**Task directions:** Reproduce the material below word for word, keeping every line unchanged.

**Records:**
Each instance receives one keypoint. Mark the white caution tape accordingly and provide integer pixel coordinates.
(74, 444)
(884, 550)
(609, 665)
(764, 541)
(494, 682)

**Task solution:**
Each instance receives one keypoint. Mark the white caution tape accordingly and provide integer pixel coordinates.
(74, 444)
(884, 550)
(609, 665)
(764, 541)
(494, 682)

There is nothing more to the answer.